*Description of the task*:
The answer must consist of every line from the entries that holds the word "water".

• • • •

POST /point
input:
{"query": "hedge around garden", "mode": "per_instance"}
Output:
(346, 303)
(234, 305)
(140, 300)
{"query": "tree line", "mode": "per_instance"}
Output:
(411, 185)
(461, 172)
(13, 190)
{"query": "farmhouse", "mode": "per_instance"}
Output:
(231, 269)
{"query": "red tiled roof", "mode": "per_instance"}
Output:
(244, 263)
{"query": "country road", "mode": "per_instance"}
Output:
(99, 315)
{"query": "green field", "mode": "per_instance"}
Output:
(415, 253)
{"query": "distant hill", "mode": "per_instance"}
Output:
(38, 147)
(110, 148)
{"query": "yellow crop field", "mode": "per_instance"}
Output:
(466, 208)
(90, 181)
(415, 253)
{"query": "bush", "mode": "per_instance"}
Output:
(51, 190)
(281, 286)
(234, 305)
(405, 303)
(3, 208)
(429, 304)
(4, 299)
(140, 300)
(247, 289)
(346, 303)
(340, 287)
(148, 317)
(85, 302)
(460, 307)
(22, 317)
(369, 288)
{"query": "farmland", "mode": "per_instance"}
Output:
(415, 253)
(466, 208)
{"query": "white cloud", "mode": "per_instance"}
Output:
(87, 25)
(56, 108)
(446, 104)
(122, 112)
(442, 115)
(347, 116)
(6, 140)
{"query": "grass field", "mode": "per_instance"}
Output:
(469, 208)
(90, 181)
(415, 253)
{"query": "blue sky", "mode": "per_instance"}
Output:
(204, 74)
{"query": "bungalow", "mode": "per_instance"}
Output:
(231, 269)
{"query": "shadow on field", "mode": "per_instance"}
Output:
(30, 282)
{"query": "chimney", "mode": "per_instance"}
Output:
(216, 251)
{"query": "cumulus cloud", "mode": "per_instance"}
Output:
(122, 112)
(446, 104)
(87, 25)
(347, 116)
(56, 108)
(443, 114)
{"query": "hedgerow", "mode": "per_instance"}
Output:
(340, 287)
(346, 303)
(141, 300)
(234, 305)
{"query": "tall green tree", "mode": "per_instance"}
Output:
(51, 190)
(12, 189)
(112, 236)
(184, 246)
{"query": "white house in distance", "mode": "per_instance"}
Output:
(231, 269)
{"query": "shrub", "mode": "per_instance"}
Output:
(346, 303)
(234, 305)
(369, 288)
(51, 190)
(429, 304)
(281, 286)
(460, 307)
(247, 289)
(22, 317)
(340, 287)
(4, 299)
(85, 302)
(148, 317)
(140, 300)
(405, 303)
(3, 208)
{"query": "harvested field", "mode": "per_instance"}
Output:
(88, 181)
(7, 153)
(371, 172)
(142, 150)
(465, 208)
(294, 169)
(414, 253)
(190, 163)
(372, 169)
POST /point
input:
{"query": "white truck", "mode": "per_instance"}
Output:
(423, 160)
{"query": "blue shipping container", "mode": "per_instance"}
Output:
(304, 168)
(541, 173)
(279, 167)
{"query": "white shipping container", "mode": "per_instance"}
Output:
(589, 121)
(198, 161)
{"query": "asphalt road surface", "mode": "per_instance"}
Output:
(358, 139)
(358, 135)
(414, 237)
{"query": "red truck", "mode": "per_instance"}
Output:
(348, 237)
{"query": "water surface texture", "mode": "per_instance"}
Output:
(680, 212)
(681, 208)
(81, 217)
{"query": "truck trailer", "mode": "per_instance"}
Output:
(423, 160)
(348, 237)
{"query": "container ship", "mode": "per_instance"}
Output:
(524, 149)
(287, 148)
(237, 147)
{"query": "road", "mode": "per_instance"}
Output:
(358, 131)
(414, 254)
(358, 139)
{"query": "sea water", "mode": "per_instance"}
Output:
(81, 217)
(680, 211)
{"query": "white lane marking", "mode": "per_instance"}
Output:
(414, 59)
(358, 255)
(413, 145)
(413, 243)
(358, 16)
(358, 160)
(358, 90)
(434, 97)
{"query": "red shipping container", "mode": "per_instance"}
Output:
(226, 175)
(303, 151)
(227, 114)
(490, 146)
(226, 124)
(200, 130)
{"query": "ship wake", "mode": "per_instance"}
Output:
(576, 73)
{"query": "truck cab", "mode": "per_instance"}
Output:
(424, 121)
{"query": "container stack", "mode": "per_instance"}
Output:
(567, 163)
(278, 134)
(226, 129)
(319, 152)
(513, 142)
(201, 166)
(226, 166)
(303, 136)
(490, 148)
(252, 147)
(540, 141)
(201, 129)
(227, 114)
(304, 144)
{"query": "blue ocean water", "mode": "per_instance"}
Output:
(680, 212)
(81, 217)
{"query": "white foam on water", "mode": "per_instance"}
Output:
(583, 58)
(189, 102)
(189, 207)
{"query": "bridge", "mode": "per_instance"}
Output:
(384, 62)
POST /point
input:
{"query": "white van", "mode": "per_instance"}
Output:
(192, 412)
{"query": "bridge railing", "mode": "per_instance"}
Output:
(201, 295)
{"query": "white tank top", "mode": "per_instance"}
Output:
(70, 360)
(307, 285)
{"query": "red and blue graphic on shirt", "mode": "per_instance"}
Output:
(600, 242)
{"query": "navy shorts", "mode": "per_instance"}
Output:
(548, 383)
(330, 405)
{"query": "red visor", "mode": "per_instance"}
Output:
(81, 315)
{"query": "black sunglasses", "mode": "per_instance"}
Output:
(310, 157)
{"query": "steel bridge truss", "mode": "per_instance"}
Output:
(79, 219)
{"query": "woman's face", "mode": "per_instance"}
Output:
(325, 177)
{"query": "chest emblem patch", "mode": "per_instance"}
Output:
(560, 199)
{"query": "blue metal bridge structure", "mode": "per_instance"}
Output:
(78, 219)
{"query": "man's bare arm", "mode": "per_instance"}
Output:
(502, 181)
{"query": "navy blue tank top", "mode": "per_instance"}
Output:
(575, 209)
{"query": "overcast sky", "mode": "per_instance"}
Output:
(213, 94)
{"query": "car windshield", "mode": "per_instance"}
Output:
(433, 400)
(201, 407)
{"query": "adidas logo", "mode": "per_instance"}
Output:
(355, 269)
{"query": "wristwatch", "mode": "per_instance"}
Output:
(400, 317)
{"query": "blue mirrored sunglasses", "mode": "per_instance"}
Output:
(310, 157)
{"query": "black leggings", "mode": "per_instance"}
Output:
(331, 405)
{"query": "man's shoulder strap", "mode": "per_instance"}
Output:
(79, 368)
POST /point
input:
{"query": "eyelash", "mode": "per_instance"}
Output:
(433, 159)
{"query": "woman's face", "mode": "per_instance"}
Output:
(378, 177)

• • • •

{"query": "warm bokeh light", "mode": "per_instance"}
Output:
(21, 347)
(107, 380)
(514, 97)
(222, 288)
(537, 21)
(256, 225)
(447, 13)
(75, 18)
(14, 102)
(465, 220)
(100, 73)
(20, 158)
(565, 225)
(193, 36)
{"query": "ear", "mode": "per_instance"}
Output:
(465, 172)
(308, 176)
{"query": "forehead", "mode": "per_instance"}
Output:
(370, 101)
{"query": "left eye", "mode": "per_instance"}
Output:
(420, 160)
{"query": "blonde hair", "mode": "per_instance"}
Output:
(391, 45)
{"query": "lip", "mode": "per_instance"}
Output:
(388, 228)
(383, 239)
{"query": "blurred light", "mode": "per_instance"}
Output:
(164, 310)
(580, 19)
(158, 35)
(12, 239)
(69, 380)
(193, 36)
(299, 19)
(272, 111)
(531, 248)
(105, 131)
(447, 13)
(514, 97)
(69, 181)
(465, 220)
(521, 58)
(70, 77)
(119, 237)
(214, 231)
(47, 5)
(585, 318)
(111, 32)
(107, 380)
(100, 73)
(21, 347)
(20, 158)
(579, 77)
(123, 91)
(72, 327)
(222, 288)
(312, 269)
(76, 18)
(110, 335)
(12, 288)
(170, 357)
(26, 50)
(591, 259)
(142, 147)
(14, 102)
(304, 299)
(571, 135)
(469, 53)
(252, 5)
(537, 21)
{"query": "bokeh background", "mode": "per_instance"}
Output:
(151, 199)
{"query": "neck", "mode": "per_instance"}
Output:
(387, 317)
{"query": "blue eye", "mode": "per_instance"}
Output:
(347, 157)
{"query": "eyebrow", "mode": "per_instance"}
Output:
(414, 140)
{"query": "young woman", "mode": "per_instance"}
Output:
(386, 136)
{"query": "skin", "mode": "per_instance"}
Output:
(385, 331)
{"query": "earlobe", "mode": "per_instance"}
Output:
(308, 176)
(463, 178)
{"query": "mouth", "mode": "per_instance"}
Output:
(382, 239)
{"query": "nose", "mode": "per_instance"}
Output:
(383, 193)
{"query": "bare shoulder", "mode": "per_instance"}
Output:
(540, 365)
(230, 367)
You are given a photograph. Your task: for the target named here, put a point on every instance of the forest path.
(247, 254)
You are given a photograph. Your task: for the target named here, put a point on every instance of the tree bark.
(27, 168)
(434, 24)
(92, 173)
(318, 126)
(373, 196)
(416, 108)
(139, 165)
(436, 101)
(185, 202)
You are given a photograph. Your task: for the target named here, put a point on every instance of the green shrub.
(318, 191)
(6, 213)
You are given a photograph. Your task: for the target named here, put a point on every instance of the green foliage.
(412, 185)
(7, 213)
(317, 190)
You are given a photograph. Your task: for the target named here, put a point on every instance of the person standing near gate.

• • • •

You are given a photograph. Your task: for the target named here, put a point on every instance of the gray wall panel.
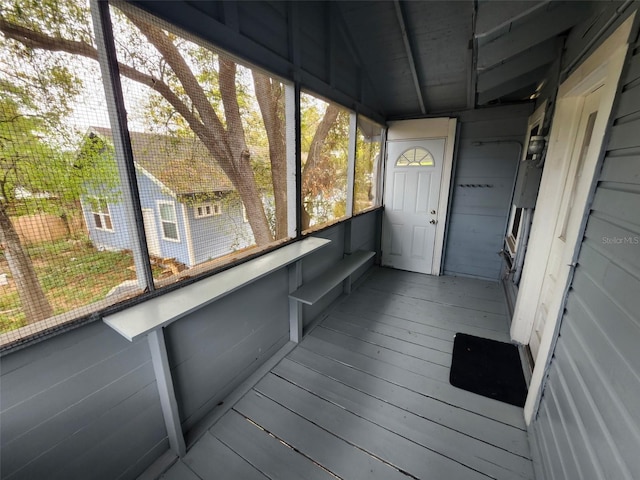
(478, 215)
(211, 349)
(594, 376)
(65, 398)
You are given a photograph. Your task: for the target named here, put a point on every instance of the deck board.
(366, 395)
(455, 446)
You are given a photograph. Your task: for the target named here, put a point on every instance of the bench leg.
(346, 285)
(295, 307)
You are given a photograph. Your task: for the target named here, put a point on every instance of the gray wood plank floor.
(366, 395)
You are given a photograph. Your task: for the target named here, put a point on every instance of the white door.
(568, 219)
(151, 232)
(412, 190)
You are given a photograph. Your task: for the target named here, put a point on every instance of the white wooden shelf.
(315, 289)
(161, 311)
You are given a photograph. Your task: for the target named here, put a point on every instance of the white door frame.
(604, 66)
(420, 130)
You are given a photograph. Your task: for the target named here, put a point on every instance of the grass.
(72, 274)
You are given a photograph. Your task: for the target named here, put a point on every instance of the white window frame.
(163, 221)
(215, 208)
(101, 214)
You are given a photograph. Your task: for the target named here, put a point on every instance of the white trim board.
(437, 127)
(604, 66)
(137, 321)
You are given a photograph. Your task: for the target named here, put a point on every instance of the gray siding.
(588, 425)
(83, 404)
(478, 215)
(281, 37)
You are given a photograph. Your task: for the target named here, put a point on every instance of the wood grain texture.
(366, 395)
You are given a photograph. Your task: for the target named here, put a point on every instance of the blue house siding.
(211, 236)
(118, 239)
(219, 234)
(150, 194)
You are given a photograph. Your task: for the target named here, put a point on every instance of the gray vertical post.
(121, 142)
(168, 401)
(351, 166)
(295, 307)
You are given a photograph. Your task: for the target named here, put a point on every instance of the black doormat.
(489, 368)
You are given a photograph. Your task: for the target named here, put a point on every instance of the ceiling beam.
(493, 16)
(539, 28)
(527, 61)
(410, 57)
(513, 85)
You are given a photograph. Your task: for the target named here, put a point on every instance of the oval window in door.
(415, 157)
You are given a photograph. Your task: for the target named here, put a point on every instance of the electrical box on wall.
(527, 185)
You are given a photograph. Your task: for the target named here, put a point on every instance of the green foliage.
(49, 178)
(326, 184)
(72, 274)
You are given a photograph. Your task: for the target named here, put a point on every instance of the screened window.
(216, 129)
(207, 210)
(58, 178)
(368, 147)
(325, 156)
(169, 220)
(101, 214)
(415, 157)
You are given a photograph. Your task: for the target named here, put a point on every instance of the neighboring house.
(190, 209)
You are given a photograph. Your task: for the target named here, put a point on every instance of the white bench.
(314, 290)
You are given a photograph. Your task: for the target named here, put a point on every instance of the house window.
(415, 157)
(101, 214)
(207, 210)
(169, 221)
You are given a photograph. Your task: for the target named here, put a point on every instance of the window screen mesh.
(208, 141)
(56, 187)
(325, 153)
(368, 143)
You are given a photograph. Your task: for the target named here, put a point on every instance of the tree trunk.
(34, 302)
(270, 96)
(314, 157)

• • • •

*Solution to this problem*:
{"query": "water surface texture", "mode": "per_instance"}
{"query": "sea water", "mode": "per_instance"}
{"query": "blue ocean water", "mode": "per_instance"}
{"query": "white foam on water", "mode": "per_instance"}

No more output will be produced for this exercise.